- **PROBLEM DETAILS**
What you should copy is the line containing "of the patterned" and all lines after it in the entries below, exactly and without anything added.

(Referring expression data)
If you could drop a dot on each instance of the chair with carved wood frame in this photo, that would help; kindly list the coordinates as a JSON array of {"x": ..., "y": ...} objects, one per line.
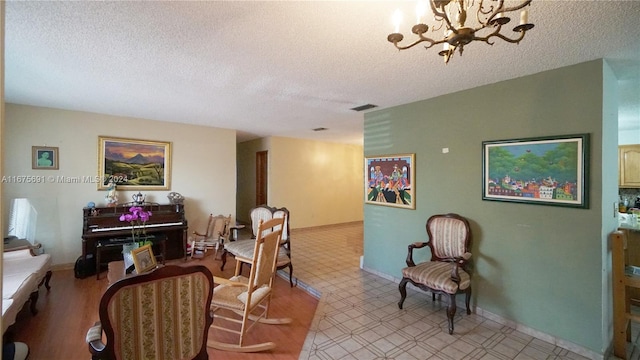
[
  {"x": 447, "y": 273},
  {"x": 162, "y": 314},
  {"x": 242, "y": 250},
  {"x": 216, "y": 235},
  {"x": 246, "y": 301}
]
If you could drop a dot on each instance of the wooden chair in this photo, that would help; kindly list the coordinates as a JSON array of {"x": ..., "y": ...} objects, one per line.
[
  {"x": 217, "y": 233},
  {"x": 163, "y": 314},
  {"x": 245, "y": 301},
  {"x": 243, "y": 249},
  {"x": 446, "y": 273}
]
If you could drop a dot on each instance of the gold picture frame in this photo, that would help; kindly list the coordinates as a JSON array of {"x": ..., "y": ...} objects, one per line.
[
  {"x": 143, "y": 259},
  {"x": 134, "y": 164},
  {"x": 44, "y": 158},
  {"x": 390, "y": 180}
]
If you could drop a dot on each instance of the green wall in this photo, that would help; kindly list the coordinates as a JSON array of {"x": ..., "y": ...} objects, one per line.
[{"x": 540, "y": 266}]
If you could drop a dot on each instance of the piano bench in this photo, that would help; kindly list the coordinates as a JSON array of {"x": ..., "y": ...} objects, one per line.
[{"x": 110, "y": 245}]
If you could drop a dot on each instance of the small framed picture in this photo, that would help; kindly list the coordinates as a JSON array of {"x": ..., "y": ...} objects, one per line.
[
  {"x": 44, "y": 158},
  {"x": 143, "y": 259}
]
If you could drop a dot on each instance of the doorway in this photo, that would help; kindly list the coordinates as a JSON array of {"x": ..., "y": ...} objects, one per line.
[{"x": 261, "y": 177}]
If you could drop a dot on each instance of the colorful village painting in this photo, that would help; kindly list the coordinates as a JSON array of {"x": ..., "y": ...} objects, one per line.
[
  {"x": 541, "y": 171},
  {"x": 389, "y": 180}
]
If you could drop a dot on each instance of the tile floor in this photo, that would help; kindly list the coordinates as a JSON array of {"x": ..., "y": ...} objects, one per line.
[{"x": 358, "y": 315}]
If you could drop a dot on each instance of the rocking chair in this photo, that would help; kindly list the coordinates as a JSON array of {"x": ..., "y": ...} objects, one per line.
[{"x": 249, "y": 298}]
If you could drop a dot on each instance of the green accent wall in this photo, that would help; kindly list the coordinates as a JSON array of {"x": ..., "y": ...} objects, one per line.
[{"x": 537, "y": 265}]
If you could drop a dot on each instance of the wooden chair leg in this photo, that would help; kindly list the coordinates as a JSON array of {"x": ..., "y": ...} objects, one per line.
[
  {"x": 451, "y": 311},
  {"x": 291, "y": 275},
  {"x": 224, "y": 259},
  {"x": 403, "y": 291},
  {"x": 467, "y": 299}
]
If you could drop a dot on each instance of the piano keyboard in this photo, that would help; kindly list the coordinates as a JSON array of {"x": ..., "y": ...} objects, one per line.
[{"x": 131, "y": 227}]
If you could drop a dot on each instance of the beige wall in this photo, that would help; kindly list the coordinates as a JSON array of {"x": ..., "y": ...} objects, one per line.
[
  {"x": 319, "y": 182},
  {"x": 203, "y": 169}
]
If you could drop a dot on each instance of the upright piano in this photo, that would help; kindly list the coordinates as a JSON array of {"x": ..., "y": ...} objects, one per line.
[{"x": 103, "y": 224}]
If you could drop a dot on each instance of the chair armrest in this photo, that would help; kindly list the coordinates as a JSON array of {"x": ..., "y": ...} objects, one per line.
[
  {"x": 195, "y": 233},
  {"x": 415, "y": 245},
  {"x": 223, "y": 281},
  {"x": 94, "y": 338}
]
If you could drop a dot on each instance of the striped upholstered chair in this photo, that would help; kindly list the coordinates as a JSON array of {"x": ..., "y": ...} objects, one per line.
[
  {"x": 163, "y": 314},
  {"x": 447, "y": 272}
]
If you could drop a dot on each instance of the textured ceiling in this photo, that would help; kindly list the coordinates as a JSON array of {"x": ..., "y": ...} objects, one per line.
[{"x": 283, "y": 68}]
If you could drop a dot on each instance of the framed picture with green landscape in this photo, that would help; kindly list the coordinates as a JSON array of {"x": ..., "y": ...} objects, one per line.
[
  {"x": 549, "y": 170},
  {"x": 133, "y": 164}
]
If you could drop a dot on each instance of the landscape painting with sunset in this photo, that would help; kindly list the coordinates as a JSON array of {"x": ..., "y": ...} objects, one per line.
[{"x": 133, "y": 164}]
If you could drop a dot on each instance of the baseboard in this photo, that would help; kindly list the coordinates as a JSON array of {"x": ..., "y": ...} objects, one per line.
[
  {"x": 331, "y": 226},
  {"x": 510, "y": 323}
]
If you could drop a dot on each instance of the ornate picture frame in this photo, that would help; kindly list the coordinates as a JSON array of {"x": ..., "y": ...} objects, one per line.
[
  {"x": 133, "y": 164},
  {"x": 143, "y": 259},
  {"x": 390, "y": 180},
  {"x": 552, "y": 170},
  {"x": 44, "y": 158}
]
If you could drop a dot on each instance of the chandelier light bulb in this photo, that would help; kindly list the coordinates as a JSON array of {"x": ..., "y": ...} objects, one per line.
[
  {"x": 421, "y": 10},
  {"x": 524, "y": 16},
  {"x": 397, "y": 20}
]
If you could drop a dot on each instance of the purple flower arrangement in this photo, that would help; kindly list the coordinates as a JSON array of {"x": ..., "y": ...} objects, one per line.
[{"x": 137, "y": 217}]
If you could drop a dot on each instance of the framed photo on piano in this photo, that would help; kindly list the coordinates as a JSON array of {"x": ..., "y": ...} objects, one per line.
[
  {"x": 133, "y": 164},
  {"x": 143, "y": 259}
]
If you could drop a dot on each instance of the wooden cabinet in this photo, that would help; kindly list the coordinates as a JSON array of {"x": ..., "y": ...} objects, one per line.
[
  {"x": 629, "y": 166},
  {"x": 624, "y": 283}
]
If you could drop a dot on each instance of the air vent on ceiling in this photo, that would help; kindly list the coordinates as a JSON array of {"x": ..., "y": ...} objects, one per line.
[{"x": 364, "y": 107}]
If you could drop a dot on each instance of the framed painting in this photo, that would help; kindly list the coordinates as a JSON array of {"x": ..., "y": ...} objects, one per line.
[
  {"x": 44, "y": 158},
  {"x": 390, "y": 180},
  {"x": 549, "y": 170},
  {"x": 133, "y": 164},
  {"x": 143, "y": 259}
]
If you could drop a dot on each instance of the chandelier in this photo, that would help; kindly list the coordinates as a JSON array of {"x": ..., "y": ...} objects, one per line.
[{"x": 450, "y": 17}]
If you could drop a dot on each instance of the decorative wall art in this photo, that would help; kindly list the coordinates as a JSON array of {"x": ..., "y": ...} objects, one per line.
[
  {"x": 44, "y": 158},
  {"x": 389, "y": 180},
  {"x": 134, "y": 164},
  {"x": 549, "y": 170}
]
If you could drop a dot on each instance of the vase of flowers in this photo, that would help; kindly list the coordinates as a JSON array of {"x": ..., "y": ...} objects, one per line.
[{"x": 138, "y": 218}]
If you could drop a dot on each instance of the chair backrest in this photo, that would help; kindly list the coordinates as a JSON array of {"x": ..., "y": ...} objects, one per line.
[
  {"x": 265, "y": 254},
  {"x": 449, "y": 236},
  {"x": 264, "y": 212},
  {"x": 219, "y": 226},
  {"x": 164, "y": 314}
]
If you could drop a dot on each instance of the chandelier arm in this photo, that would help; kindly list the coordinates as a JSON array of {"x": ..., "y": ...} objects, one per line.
[
  {"x": 517, "y": 7},
  {"x": 513, "y": 41},
  {"x": 493, "y": 12},
  {"x": 442, "y": 15},
  {"x": 421, "y": 40}
]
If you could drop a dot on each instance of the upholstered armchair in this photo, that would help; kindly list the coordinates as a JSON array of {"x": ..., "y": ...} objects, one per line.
[
  {"x": 163, "y": 314},
  {"x": 447, "y": 273},
  {"x": 214, "y": 237},
  {"x": 243, "y": 249}
]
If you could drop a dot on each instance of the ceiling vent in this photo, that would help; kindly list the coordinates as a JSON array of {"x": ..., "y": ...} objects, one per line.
[{"x": 364, "y": 107}]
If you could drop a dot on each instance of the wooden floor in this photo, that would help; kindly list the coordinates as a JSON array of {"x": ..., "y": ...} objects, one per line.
[{"x": 71, "y": 307}]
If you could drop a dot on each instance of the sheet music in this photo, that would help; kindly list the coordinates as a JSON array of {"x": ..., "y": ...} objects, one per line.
[{"x": 130, "y": 227}]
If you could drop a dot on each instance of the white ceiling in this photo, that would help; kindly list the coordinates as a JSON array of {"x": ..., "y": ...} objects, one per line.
[{"x": 282, "y": 68}]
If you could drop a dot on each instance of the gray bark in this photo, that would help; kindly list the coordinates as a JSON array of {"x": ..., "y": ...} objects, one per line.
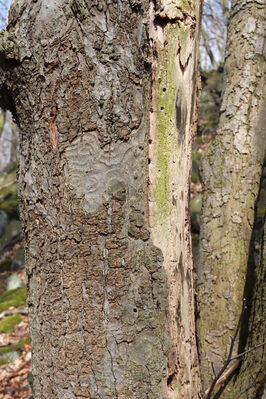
[
  {"x": 79, "y": 77},
  {"x": 231, "y": 174}
]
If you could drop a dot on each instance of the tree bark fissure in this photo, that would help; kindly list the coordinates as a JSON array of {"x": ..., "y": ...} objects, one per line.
[
  {"x": 99, "y": 274},
  {"x": 231, "y": 173}
]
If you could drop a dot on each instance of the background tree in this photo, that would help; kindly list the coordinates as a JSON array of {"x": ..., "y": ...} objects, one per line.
[
  {"x": 109, "y": 266},
  {"x": 232, "y": 169}
]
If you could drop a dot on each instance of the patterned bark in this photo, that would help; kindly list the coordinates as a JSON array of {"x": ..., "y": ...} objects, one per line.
[
  {"x": 231, "y": 174},
  {"x": 79, "y": 76}
]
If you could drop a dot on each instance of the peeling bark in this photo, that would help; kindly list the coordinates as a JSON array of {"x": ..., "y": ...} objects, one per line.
[
  {"x": 231, "y": 174},
  {"x": 80, "y": 81}
]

- **OUTPUT FOR THIS TASK**
If you could drop a dot on each instance of the patterned bark in this photo, that would help; kindly list the coordinates as a JSON array of {"x": ..., "y": ...} objects, one per line.
[
  {"x": 231, "y": 174},
  {"x": 79, "y": 76}
]
If you could drop a dot on each instance of the peeling bark in this photo, that would help; kindly list the coordinates as a JSON array of {"x": ..., "y": ...} objects, one per line.
[
  {"x": 231, "y": 174},
  {"x": 80, "y": 81}
]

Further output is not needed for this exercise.